# Sensor de pH



## Guest (Mar 2, 2005)

Hola a todos,

Tengo un sensor de pH al cual de repente su display indicador empezó a mostrar caracteres sin sentido cada vez que lo conecto a su fuente de poder, además el teclado no responde. En la inspección que le realice constate que los voltajes estuvieran en regla. Aunque no tengo el manual de servicio de la unidad de control del sensor por fortuna los valores de voltaje estan marcados en el impreso, revise tambien que la frecuencia de operación de ambos procesadores tuviera el valor especificado en el cristal, pero encontre que uno de los procesadores no oscila, lo que me hizo pensar que el cristal fuera el de la falla, pero al cambiarlo siguio el procesador sin oscilar por lo que creo que el procesador es el que esta fallando, eso creo.... aunque ese procesador esta muy lejos del display indicador y no parece que incidiera en el.
Pero realmente mi duda es la siguiente, tengo otro procesador de repuesto que se lo saque a una bascula digital, y tengo un poco de miedo al probarlo en el Phmetro porque de pronto lo daño mas.
Ustedes que me aconsejan, sera que no corro ningun riesgo al poner el microprocesador que tengo de repuesto en el phmetro.

### Objetivo de la tarea
Responde estas preguntas con datos del texto sobre el sensor de pH:
1. ¿Qué empezó a mostrar el display indicador cada vez que se conectaba el sensor a su fuente de poder?
2. ¿Qué pieza se cambió al notar que uno de los procesadores no oscilaba?
3. ¿De qué aparato se sacó el procesador de repuesto?

### Registros de datos
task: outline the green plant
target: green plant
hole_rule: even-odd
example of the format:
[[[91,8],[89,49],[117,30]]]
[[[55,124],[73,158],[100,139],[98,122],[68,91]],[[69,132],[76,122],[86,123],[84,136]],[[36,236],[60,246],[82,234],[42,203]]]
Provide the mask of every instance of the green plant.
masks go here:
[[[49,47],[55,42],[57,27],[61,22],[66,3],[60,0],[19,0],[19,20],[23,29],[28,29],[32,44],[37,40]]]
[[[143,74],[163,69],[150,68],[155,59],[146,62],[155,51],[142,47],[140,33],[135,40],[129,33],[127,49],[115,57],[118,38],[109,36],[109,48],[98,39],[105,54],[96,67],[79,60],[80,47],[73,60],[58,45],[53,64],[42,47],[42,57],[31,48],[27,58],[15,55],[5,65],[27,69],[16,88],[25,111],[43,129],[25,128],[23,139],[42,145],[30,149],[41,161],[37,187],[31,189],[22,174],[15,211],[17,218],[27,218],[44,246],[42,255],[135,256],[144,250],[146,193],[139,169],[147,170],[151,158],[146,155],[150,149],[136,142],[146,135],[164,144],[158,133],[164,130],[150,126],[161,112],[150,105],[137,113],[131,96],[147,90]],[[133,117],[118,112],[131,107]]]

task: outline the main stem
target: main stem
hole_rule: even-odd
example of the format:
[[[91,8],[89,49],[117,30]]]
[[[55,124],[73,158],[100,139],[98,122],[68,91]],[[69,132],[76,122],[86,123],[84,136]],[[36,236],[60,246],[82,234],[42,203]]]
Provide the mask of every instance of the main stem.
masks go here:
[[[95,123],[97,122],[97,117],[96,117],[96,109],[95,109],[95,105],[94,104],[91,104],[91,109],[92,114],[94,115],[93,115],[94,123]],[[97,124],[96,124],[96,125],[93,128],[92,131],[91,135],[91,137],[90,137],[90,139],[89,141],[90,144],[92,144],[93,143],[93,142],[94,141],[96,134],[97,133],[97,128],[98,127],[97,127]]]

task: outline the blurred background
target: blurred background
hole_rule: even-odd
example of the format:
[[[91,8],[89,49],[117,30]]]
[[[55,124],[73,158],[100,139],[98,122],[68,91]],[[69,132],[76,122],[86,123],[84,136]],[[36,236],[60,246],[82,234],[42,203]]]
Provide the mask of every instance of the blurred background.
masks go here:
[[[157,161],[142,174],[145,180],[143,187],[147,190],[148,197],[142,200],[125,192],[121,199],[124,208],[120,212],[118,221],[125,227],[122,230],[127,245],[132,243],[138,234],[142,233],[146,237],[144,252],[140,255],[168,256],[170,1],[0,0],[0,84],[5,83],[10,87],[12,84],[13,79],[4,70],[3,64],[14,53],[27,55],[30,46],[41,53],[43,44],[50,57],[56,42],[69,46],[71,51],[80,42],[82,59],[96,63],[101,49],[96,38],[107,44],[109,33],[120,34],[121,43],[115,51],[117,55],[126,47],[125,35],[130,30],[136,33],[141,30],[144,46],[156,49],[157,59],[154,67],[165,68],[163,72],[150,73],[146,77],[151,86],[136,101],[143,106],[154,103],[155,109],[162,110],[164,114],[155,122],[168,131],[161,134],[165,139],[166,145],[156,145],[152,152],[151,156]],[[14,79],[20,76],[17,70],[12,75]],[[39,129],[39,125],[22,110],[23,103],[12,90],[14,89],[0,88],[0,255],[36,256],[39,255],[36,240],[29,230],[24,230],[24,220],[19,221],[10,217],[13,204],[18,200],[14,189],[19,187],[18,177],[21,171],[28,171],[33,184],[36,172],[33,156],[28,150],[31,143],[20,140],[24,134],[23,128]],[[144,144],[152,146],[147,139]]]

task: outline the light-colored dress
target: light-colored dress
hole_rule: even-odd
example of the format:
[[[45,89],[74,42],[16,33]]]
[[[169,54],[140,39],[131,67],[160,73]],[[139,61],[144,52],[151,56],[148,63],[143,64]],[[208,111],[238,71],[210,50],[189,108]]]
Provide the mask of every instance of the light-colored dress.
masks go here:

### Resultado del ejercicio
1. Caracteres sin sentido.
2. El cristal.
3. De una báscula digital.